WORK INSTRUCTIONS -
Copy the lines of the listing below word for word, starting at the line that contains "of the purple" and continuing through the end of the listing, including both ends.

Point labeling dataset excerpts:
───

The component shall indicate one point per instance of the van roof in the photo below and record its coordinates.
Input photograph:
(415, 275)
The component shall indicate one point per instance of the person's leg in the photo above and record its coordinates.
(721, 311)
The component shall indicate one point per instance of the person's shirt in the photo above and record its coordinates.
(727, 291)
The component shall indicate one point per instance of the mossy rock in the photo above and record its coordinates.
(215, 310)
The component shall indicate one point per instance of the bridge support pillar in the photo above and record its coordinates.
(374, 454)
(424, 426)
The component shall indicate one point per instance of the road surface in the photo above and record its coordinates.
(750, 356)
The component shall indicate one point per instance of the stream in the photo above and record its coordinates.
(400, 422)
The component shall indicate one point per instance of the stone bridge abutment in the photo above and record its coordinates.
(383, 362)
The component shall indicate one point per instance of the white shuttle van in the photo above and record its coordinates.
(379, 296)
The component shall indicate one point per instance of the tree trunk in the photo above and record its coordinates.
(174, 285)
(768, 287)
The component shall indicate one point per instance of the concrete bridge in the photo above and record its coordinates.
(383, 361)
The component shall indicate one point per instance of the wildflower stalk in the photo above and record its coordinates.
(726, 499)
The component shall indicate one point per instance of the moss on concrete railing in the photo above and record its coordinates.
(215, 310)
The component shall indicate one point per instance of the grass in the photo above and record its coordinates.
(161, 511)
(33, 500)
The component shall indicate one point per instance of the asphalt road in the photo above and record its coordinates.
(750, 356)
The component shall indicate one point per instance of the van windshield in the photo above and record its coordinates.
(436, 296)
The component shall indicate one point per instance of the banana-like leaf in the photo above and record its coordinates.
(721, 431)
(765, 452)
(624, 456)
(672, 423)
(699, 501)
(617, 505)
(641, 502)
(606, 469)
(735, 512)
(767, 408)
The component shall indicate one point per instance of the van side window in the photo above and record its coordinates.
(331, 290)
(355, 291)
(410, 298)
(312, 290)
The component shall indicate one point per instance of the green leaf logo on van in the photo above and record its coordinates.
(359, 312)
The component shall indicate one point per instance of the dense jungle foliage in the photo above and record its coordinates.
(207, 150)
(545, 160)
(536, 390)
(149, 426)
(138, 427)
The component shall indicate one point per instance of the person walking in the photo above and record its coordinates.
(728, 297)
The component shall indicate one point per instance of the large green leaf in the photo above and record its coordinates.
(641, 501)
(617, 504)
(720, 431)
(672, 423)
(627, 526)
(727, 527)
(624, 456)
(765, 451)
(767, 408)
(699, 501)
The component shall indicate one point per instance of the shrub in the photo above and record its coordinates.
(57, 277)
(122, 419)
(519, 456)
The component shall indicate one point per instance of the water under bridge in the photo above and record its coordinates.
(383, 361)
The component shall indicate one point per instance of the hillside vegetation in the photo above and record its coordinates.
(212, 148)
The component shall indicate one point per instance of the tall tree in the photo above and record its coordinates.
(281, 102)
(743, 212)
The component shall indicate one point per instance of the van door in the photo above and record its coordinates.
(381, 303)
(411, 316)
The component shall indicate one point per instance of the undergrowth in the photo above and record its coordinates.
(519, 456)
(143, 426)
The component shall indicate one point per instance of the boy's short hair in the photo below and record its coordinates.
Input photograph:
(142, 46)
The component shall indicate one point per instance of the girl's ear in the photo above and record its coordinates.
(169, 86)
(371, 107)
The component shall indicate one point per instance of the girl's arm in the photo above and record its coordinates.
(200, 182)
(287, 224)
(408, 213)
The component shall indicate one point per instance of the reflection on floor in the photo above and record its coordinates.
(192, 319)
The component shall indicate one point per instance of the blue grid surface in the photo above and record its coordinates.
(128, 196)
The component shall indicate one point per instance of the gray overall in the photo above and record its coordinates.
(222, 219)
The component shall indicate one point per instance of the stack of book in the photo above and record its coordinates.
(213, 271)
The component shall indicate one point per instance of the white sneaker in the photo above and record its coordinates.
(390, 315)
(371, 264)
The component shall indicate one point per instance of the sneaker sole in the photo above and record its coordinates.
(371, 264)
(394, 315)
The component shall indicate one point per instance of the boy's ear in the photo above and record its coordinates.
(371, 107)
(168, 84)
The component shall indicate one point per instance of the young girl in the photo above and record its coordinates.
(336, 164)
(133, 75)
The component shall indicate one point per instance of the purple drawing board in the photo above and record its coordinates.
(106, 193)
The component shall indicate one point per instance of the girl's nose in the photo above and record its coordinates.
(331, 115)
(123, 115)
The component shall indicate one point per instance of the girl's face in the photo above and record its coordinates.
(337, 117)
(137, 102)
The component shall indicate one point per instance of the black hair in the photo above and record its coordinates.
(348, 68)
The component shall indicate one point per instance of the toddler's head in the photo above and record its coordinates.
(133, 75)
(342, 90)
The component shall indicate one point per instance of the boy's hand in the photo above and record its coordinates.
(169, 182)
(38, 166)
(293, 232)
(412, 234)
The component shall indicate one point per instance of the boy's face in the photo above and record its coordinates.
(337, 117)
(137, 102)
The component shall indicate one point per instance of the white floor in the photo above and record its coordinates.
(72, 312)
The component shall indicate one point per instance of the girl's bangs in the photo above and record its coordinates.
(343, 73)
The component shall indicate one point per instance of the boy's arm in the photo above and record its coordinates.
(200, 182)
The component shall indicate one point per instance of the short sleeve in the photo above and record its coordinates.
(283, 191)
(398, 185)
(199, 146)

───

WRITTEN RESPONSE -
The component shall indicate one point per instance of the purple drawing board in the photo above and record its coordinates.
(106, 193)
The component shall indicate one point per instance of the girl's nose in the photo above and record its coordinates.
(331, 115)
(123, 115)
The component shall indicate one point per instance of the girl's face in the photo above and record its coordinates.
(337, 117)
(137, 102)
The component shall indicate one point per instance of the black hair in the photo above and record its coordinates.
(348, 68)
The component shall indicate one point per instance of the toddler's head in the photo above and record its coordinates.
(133, 75)
(342, 90)
The component shall indicate one point per instance of the boy's hand in the photo above and record its coordinates.
(169, 182)
(38, 166)
(293, 232)
(412, 234)
The component shall indicate one point per instance of the boy's face in the photo above and record its coordinates.
(337, 117)
(137, 102)
The component shall indicate one point per instance of the white floor in the photo above and record its coordinates.
(72, 312)
The component shall indicate one point per instance of the girl's bangs in the photo above and record its coordinates.
(343, 73)
The component shall indicate one point per instance of the boy's arm in the photo above and record its coordinates.
(200, 182)
The component shall indicate one point per instance of the short sleeve in the photo above and record its coordinates.
(283, 191)
(398, 185)
(199, 146)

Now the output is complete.